**Material shown**
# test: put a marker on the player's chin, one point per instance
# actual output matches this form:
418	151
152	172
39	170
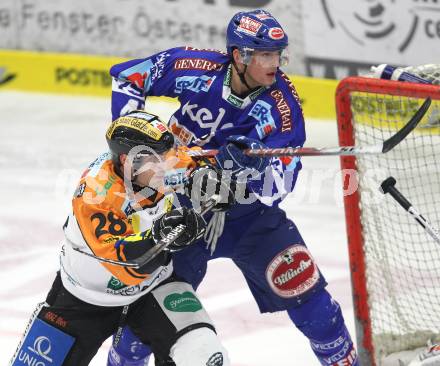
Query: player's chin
268	79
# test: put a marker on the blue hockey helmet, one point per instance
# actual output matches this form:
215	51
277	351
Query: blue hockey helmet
255	30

**Task description**
Keep the pictures out of the copy and return the rest of the data above exactly.

**Result**
# test: put a marker on the player's chin, one point per instance
# actual output matches this form:
418	151
152	172
39	170
Query: player's chin
268	79
# test: put a marker on the blue hockey helmet, one point per instance
# actual output matches this form:
215	51
277	351
Query: blue hockey helmet
255	30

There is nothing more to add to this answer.